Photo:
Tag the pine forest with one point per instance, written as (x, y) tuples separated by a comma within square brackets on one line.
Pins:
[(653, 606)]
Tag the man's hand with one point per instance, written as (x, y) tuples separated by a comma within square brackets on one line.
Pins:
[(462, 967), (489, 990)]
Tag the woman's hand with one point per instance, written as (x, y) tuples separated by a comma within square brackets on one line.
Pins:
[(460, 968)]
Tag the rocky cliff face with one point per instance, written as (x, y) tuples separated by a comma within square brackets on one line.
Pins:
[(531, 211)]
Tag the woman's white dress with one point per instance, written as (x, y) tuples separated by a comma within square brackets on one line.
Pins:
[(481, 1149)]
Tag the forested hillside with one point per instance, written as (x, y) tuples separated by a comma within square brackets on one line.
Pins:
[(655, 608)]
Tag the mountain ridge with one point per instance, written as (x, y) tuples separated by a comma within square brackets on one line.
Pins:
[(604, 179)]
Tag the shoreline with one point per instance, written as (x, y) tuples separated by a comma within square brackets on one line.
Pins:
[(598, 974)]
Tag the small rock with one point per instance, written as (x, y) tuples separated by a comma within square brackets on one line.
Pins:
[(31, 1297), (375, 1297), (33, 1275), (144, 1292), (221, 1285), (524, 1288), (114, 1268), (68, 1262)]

======

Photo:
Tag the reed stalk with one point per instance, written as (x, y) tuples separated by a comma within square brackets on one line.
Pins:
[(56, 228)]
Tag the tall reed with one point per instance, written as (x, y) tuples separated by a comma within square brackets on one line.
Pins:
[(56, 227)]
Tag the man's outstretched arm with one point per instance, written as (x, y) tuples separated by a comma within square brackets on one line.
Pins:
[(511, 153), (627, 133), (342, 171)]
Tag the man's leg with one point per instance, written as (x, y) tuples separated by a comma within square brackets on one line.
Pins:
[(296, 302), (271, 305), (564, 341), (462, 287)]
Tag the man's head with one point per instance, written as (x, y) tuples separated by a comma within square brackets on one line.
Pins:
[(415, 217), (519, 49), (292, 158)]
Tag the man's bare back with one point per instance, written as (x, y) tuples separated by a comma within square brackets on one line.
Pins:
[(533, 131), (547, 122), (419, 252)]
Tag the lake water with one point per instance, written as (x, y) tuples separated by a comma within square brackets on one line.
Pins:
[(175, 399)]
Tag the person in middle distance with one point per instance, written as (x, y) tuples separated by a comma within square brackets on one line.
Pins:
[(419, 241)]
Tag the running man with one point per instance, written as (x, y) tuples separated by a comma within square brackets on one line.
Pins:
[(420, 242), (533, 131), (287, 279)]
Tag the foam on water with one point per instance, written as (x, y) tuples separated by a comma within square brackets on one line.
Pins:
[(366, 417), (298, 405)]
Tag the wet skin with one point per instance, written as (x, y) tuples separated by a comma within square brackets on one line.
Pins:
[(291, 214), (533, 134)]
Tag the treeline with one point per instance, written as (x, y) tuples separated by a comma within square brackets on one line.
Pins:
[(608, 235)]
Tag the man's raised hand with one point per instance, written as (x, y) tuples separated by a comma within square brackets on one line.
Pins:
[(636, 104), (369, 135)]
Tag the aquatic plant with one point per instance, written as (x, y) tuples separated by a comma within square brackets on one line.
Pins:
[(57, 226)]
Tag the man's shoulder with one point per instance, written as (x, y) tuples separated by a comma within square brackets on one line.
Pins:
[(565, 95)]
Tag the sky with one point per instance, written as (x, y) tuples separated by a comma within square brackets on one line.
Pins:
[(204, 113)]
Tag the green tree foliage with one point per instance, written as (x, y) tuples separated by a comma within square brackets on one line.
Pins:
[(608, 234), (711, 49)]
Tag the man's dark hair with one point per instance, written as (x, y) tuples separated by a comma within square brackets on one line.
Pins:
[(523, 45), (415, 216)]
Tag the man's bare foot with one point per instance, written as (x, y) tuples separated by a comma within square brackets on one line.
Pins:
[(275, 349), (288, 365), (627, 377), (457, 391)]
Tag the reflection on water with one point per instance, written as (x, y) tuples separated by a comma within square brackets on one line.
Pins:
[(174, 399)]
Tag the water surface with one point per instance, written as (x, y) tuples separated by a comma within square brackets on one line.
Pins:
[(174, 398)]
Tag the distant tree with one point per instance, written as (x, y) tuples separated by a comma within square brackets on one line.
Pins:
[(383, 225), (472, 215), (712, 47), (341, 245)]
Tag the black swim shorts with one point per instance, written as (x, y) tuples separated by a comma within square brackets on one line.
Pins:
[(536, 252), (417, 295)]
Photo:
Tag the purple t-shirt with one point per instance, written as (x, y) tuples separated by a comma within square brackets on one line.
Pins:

======

Can you repeat the data starting at the line containing "Tag the man's raised" and ending at the line containing "[(536, 252), (417, 295)]", substituting "Mark" for "Tag" and leaving everything else as it is?

■ ANSWER TO THE PROBLEM:
Mark the man's raised hand with one point per instance, written as (x, y) tuples separated by a comma within square brackets on one line.
Pins:
[(636, 104), (369, 135)]
Mark the aquatic plant with one point per instance, written as (x, y) tuples separated by a comma within square brackets on one line.
Pins:
[(57, 226)]
Mark the man's shoulder with one point per instance, written as (x, y) tuples separated by a comma within square brackets on one line.
Pins:
[(565, 95)]
Mark the sky with one point per instance, written as (x, y) tuples separated by a comma within square brackets on one line.
Pins:
[(204, 113)]
Mark the green tree foliage with one point per instance, written as (x, y) tuples separated by a comma within square brackets on one line.
Pins:
[(608, 234), (711, 49)]
Mark the man's dark hair with one point per instance, written as (x, y) tuples separated by a comma within square brackets on one line.
Pins:
[(523, 45), (415, 216)]
Mark the man's bare foot with one point per instance, written as (x, y) tuples separated by a comma within square brackets on one line.
Pins:
[(275, 349), (288, 365), (627, 377), (457, 391)]
Mark the reflection on water with one point per instance, written as (x, y) tuples separated by a comma within square brackets on one line.
Pins:
[(174, 399)]
Mark the water surface with one point per instance, written as (x, y) tuples separated by a comma within square brackets on one line.
Pins:
[(174, 398)]
Mark the distant tree with one point per instance, written as (x, y) tuples separated by a comma within square brackets on one line.
Pins:
[(383, 225), (472, 215), (712, 47), (341, 245)]
Mark the black swim shorts with one point per instance, written as (x, y) tuples separated by a comma within square brackets on one line.
Pins:
[(536, 252), (417, 295)]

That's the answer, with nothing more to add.